Exercise directions -> Return every line in the entries below where the word "door" shows up.

Given records ->
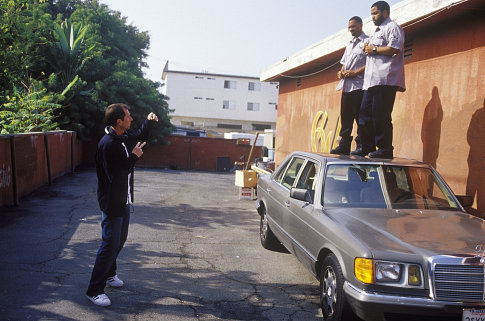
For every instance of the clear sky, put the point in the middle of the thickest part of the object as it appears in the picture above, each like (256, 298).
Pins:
(236, 37)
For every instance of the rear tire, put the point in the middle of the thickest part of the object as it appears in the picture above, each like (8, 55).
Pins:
(268, 240)
(332, 297)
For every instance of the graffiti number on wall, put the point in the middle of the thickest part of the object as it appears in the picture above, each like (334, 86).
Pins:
(5, 176)
(321, 141)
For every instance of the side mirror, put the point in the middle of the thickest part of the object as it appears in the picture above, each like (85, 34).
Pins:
(465, 200)
(302, 194)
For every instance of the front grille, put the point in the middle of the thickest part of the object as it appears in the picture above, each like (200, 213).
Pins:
(462, 283)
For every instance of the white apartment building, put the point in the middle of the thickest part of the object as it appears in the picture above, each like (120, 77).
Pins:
(220, 102)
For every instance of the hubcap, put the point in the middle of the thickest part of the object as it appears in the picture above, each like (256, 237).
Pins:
(264, 227)
(329, 291)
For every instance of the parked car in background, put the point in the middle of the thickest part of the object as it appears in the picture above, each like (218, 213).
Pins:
(387, 239)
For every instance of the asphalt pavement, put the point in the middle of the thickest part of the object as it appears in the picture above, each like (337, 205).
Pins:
(192, 253)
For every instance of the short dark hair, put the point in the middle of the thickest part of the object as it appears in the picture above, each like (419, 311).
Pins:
(115, 112)
(382, 5)
(356, 19)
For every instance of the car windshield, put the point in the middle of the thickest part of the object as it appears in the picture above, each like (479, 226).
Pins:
(385, 186)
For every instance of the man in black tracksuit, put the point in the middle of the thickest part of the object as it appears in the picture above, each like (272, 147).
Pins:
(114, 168)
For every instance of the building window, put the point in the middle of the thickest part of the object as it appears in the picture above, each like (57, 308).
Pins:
(253, 106)
(227, 104)
(229, 126)
(231, 84)
(261, 126)
(408, 49)
(256, 86)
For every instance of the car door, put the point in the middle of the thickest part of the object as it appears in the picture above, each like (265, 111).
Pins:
(279, 194)
(303, 217)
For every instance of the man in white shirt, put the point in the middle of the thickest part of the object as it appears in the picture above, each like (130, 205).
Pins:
(351, 77)
(384, 75)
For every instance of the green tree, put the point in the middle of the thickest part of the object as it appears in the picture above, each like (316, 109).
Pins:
(29, 110)
(105, 70)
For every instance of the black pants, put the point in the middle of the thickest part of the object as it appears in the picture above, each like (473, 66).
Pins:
(349, 111)
(375, 121)
(114, 231)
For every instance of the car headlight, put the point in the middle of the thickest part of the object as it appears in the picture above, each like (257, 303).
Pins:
(388, 272)
(370, 271)
(414, 275)
(364, 270)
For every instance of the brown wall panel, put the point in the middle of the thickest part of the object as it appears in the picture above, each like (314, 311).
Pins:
(31, 166)
(6, 179)
(31, 162)
(197, 153)
(59, 153)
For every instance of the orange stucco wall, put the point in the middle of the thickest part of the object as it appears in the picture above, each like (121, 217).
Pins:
(439, 119)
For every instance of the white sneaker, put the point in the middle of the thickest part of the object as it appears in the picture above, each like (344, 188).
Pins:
(101, 300)
(114, 282)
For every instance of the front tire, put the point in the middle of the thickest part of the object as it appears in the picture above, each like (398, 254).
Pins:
(332, 298)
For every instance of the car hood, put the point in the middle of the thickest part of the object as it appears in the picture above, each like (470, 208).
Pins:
(424, 232)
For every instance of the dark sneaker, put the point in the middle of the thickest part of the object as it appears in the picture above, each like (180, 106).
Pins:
(341, 150)
(359, 152)
(101, 300)
(381, 153)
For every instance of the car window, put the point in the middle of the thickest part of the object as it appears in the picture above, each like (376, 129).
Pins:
(292, 172)
(353, 186)
(381, 186)
(280, 171)
(307, 178)
(416, 187)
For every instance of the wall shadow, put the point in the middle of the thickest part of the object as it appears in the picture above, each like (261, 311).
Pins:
(431, 128)
(476, 164)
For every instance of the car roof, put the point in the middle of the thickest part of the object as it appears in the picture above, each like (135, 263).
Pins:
(359, 159)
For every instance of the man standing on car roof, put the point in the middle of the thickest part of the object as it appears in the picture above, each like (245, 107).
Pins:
(384, 75)
(351, 77)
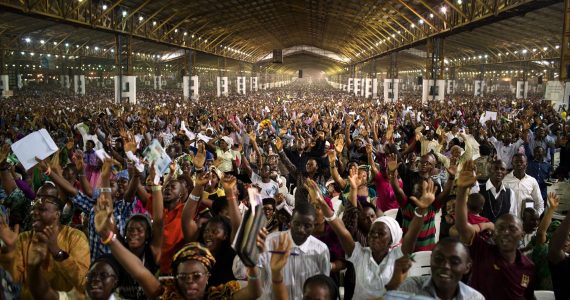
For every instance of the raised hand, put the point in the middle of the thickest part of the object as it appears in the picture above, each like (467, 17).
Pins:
(467, 176)
(104, 221)
(354, 178)
(280, 255)
(392, 163)
(339, 144)
(7, 235)
(428, 195)
(229, 183)
(331, 154)
(553, 201)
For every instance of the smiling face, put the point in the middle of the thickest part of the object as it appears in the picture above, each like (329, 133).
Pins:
(449, 263)
(192, 279)
(101, 281)
(508, 233)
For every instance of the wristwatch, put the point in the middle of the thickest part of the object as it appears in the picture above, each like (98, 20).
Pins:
(61, 255)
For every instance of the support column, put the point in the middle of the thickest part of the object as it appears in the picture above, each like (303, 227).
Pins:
(125, 82)
(433, 85)
(190, 82)
(391, 82)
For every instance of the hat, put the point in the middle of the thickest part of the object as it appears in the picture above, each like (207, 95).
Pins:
(395, 230)
(228, 140)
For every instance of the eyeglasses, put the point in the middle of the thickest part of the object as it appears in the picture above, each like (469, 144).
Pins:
(193, 277)
(99, 276)
(44, 199)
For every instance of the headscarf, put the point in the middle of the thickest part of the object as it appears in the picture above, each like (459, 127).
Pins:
(395, 230)
(194, 251)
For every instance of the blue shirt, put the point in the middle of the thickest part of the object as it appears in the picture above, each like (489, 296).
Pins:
(122, 212)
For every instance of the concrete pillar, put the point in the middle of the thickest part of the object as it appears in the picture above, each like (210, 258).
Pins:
(240, 83)
(431, 91)
(522, 89)
(391, 89)
(79, 84)
(253, 84)
(5, 86)
(128, 90)
(221, 86)
(63, 81)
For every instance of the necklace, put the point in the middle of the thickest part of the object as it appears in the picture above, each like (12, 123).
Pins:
(491, 205)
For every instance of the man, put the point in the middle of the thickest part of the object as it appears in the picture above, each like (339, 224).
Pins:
(559, 259)
(523, 185)
(500, 270)
(68, 260)
(308, 257)
(412, 182)
(538, 168)
(499, 200)
(450, 261)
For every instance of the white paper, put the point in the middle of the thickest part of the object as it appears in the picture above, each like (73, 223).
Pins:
(155, 153)
(101, 154)
(36, 144)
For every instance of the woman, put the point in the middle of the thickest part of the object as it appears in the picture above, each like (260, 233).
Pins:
(191, 265)
(101, 281)
(376, 263)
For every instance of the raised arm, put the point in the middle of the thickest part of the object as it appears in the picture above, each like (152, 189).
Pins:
(157, 215)
(331, 154)
(422, 205)
(337, 225)
(465, 181)
(230, 188)
(553, 202)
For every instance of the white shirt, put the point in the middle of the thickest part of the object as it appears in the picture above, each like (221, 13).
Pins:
(371, 278)
(268, 189)
(525, 188)
(306, 260)
(506, 152)
(489, 187)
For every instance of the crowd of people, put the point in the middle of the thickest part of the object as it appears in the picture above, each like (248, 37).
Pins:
(350, 190)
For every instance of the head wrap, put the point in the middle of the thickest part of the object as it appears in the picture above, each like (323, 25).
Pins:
(194, 251)
(395, 230)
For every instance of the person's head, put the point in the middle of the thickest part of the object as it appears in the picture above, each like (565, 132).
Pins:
(449, 262)
(172, 191)
(530, 219)
(216, 233)
(191, 266)
(497, 171)
(508, 233)
(320, 287)
(47, 207)
(519, 163)
(138, 232)
(303, 222)
(312, 166)
(456, 151)
(102, 278)
(384, 234)
(475, 203)
(268, 207)
(366, 216)
(70, 173)
(538, 153)
(265, 171)
(427, 163)
(89, 145)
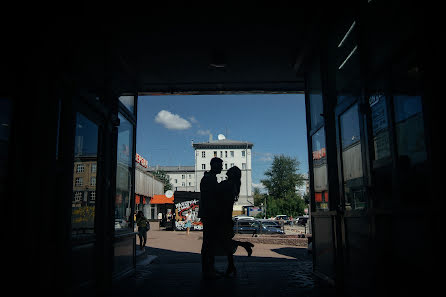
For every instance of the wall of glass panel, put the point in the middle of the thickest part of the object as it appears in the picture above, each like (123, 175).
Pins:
(84, 177)
(124, 176)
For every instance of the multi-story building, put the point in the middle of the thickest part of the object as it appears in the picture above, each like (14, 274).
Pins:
(233, 153)
(182, 178)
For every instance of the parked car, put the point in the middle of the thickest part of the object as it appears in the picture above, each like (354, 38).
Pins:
(269, 223)
(284, 218)
(302, 221)
(255, 227)
(242, 217)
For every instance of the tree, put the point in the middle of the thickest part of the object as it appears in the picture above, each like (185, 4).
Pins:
(282, 178)
(258, 197)
(281, 182)
(164, 178)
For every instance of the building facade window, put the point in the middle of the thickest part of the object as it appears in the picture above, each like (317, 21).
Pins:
(79, 182)
(80, 168)
(78, 197)
(85, 148)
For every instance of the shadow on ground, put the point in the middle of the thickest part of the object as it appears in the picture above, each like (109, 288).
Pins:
(179, 274)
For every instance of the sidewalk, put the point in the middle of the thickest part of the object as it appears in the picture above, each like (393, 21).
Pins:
(175, 270)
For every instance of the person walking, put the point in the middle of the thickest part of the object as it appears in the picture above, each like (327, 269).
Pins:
(143, 227)
(207, 214)
(188, 222)
(229, 191)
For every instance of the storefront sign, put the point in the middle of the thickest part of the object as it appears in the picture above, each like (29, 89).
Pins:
(139, 159)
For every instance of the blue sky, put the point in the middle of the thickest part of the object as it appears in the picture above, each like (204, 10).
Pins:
(274, 123)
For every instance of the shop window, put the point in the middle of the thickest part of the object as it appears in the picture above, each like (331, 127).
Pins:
(380, 127)
(320, 170)
(85, 150)
(124, 175)
(352, 159)
(316, 110)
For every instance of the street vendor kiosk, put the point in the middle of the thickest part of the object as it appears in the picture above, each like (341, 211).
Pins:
(185, 202)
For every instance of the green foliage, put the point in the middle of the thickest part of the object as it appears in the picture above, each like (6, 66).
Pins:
(162, 176)
(259, 198)
(282, 178)
(281, 182)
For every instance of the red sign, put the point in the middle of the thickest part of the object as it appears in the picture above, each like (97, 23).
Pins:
(144, 163)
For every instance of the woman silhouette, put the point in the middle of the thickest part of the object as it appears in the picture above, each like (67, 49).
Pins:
(229, 192)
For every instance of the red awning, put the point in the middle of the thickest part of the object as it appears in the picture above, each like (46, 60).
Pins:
(161, 199)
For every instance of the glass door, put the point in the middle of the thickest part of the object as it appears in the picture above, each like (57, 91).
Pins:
(354, 200)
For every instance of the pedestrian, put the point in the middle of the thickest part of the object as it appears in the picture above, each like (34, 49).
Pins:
(229, 191)
(188, 222)
(207, 214)
(143, 227)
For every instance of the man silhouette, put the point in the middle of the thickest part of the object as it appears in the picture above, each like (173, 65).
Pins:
(208, 214)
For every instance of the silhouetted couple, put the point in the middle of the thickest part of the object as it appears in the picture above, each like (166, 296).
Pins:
(215, 211)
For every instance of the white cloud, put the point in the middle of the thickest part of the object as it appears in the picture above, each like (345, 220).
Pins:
(259, 185)
(204, 132)
(172, 121)
(264, 157)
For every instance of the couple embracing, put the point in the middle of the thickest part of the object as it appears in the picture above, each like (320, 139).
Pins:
(215, 211)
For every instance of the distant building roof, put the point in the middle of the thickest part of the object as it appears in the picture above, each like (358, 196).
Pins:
(171, 168)
(223, 143)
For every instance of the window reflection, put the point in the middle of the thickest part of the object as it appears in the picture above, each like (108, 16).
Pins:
(316, 109)
(124, 175)
(380, 127)
(5, 124)
(320, 170)
(129, 102)
(409, 129)
(352, 159)
(84, 193)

Answer below ->
For every instance of the car door, put the point in the middle of the thickest part of the object as it appears in the picture above, each like (265, 111).
For every instance of the glass door, put the point in the middle of the thickest part of the object as it appears in the picture above, each like (57, 91).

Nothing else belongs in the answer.